* [Fragmento]:
____

El otro día al final de la clase de Pilates, F. nos hizo respirar muy hondo al final en una especie de torsión relajada, casi a oscuras, nada demasiado distinto que otras veces. Pero por algún motivo -ella dice que la propia respiración hizo ceder un bloqueo, una memoria enquistada- desde ese momento empezaron a sucederse en mi mente, sin buscarlas, las imágenes de mi vida como asmática. Cosas de las que ya no me acordaba para nada. Eran sobre todo imágenes entre los tres y los ocho años; claro, de antes no me acuerdo mucho, y después me fui del país, lo que arregló el problema. Los ataques de asma al regresar de grande duraron un par de años hasta que me convencí de que era una membresía que me hacía pagar demasiado cara la cuota y renuncié al benedettiano club de la disnea.

El consultorio del Dr. Artucio tenía peces de colores. Una vez había uno de ellos que nadaba con el ojo negro, hinchado; me impresionaba mucho y no podía dejar de mirarlo. El alergista también tiene peces de colores, con un extraño cartel en letras mayúsculas: “NO TOQUE EL VIDRIO. ELLOS SE ASUSTAN, SE GOLPEAN Y SE MUEREN”. Cualquiera diría que lo escribió Malcolm Lowry.

Mi madre decía que el Dr. Artucio era alcohólico. Yo lo quería, me curaba, o al menos hacía como si pudiera curarme. Me recetaba Betacor (blanca) y Polaramine (roja). Maldita cortisona. De chiquita me daban inyecciones día por medio en el hospital; yo esperaba, estoica, y el gallego que hervía las jeringas antes de clavármelas me regalaba el frasquito. A veces me compraban pastillitas Plucky a la salida.

Tenía que hacer ejercicios respirando con una bolsa de tela azul marino en el estómago, una bolsa llena de arena. Fue extraño conectarme otra vez con esa bolsa. Se parece a la bolsa de semillitas que caliento en el microondas cuando me duele mucho la nuca. Qué casualidad, también es azul marina cuando le saco el forro, pero no tiene tanto peso como aquella. Tanto, tanto peso.

Mi vida de niña fue un largo ataque de asma mientras los otros niños -mis primos, los vecinitos- me miraban por la ventana del cuarto con pena y se compadecían de que no pudiera salir a jugar. Era mirar al arenero de la estancia de mis tíos desde el cuarto del fondo, el que tenía una ventana para que no me aburriera y una salamandra que daba calor. Si corría, me atacaba; si me reía mucho, me atacaba; si me ponía nerviosa y/o interactuaba socialmente, me atacaba. ¿Qué podía hacer, entonces?

Por eso no tiene ningún mérito leer desde los tres años y escribir desde los cuatro.

____

* [Tareas a realizar]:
A: Indica si cada afirmación coincide con el fragmento y justifica tu respuesta con las palabras exactas del texto: (i) la madre decía que el Dr. Artucio era alcohólico; (ii) la bolsa de semillitas pesa tanto como la bolsa de arena; (iii) la clase de Pilates terminó con una respiración profunda en una torsión relajada.
B: Copia el fragmento entre "Mi madre decía" y "a la salida.", ambos inclusive, sustituyendo "cortisona" por "medicación".
C: Resume el fragmento en dos oraciones.
Las filas que siguen al fragmento son un material independiente de él.

____

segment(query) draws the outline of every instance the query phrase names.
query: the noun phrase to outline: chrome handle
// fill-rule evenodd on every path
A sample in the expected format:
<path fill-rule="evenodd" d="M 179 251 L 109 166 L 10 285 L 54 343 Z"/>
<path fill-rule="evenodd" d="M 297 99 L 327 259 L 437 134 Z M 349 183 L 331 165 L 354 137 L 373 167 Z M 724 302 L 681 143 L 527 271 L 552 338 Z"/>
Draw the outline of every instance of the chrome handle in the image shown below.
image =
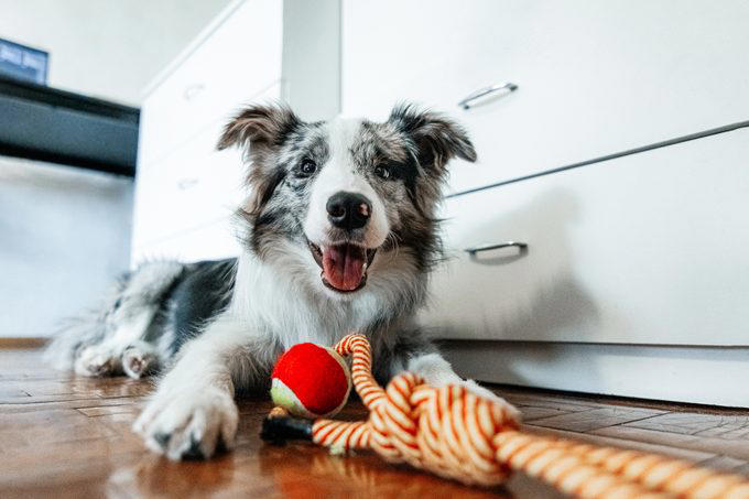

____

* [Resultados por tarea]:
A:
(i) Sí: «Mi madre decía que el Dr. Artucio era alcohólico.»
(ii) No: «pero no tiene tanto peso como aquella.»
(iii) Sí: «F. nos hizo respirar muy hondo al final en una especie de torsión relajada»

B:
Mi madre decía que el Dr. Artucio era alcohólico. Yo lo quería, me curaba, o al menos hacía como si pudiera curarme. Me recetaba Betacor (blanca) y Polaramine (roja). Maldita medicación. De chiquita me daban inyecciones día por medio en el hospital; yo esperaba, estoica, y el gallego que hervía las jeringas antes de clavármelas me regalaba el frasquito. A veces me compraban pastillitas Plucky a la salida.

C: Tras respirar muy hondo al final de una clase de Pilates, quien narra empezó a recordar sin buscarlas imágenes de su vida como asmática, sobre todo entre los tres y los ocho años. Evoca el consultorio del Dr. Artucio, los remedios y las inyecciones, los ejercicios con una bolsa de arena y una niñez en la que correr, reírse o los nervios le provocaban ataques y le impedían salir a jugar.